* start Provided passage *
Your command looks good. 

JFYI, The transfer will be faster if the source and destination hard drives are attached to different IDE channels. and the "-r 4" option is not needed for a 200G hard dirve altho it probably won't hurt anything.


----------



## Dkerr24 (Oct 29, 2004)

Here's a nice website in easy to read format that runs you through step-by-step to doing a Tivo update - even has nice pictures.

http://www.steveconrad.co.uk/tivo/upgrade2.html


----------



## ducker (Feb 21, 2006)

HomeUser said:


> Your command looks good.
> 
> JFYI, The transfer will be faster if the source and destination hard drives are attached to different IDE channels. and the "-r 4" option is not needed for a 200G hard dirve altho it probably won't hurt anything.


So toss my original on the primary Master IDE and the new drive on the Secondary Master. (and say my CD-Rom on the Primary slave)
* end Provided passage *
* start Dataset content *
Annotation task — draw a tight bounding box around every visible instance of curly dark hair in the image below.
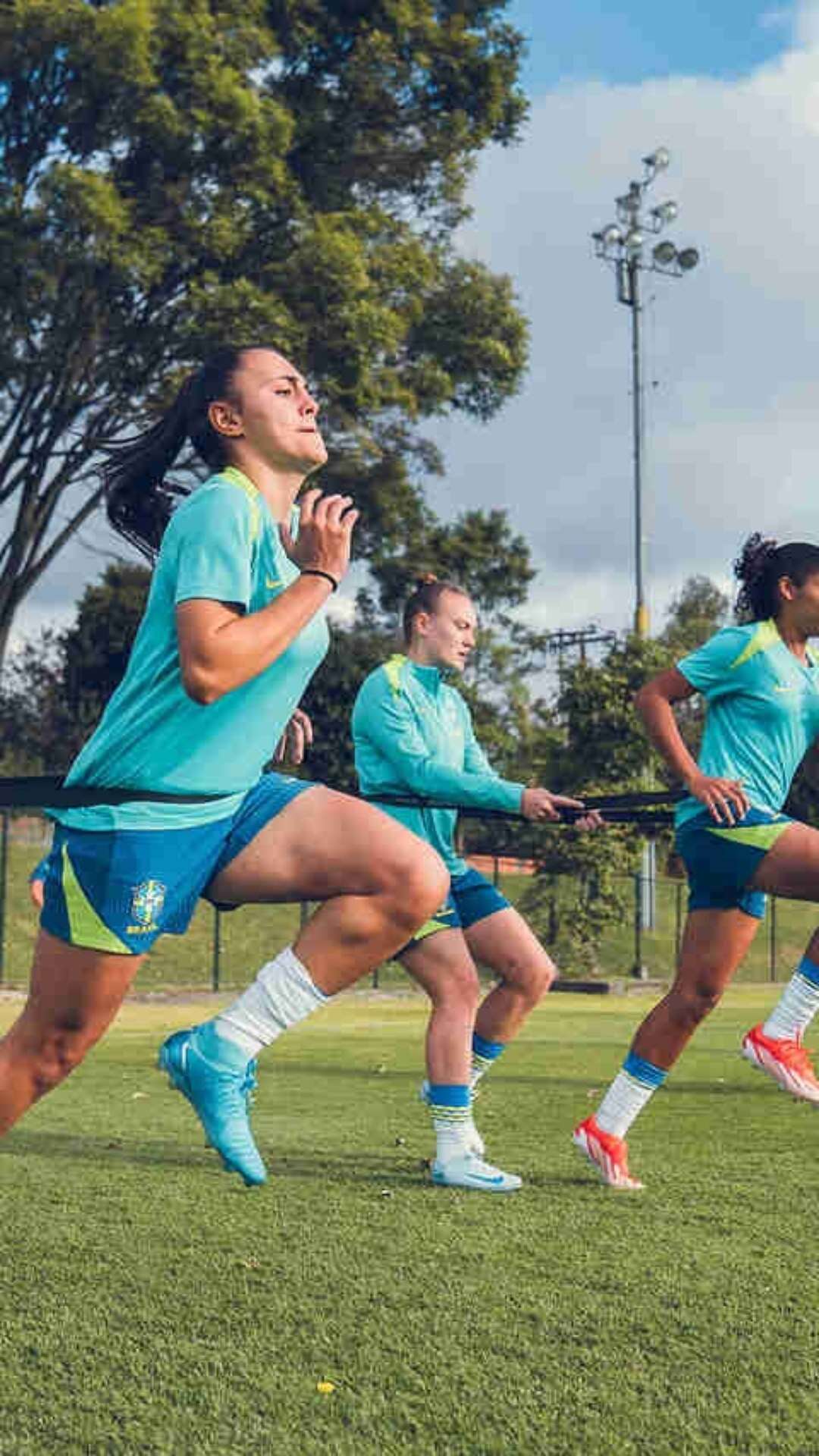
* end Dataset content *
Write what comes next in the TiVo upgrade thread, starting after its last post. This material comes from a different source than the TiVo upgrade thread.

§ Answer to the exercise
----------



## HomeUser (Jan 12, 2003)

Yep,then the command for a new 200G HD becomes mfsbackup -Tao - /dev/hda | mfsrestore -s 127 -xzpi - /dev/hdc


----------



## ducker (Feb 21, 2006)

So I'm actually running my update as I post this... and it appears to be going fine... but I did see some error messages that I was unable to find any info on.

1: after booting up I'd see the following error occasionaly

259A interrupt: IRQ7

and something like
Kmod: failed to find /sbin /modprobe -s -k error=2

I was then able to properly enter the command (as listed above) and it found my source drive and then came up with a bunch of errors:

hdc: dma_intr: status=0x51 { DriveReady SeekComplete Error }
hdc: dma_intr: error=0x84 {DriveStatusError BadCRC }
hdc: dma_intr: status=0x51 { DriveReady SeekComplete Error }
hdc: dma_intr: error=0x84 {DriveStatusError BadCRC }
hdc: dma_intr: status=0x51 { DriveReady SeekComplete Error }
hdc: dma_intr: error=0x84 {DriveStatusError BadCRC }
hdc: dma_intr: status=0x51 { DriveReady SeekComplete Error }
hdc: dma_intr: error=0x84 {DriveStatusError BadCRC }
hdd: DMA disabled
idel1: reset: success

and then it started the restore.

One final note I found interesting was that the original drive showed up as UMDA6 and my new drive UDMA2. the drive should be just fine.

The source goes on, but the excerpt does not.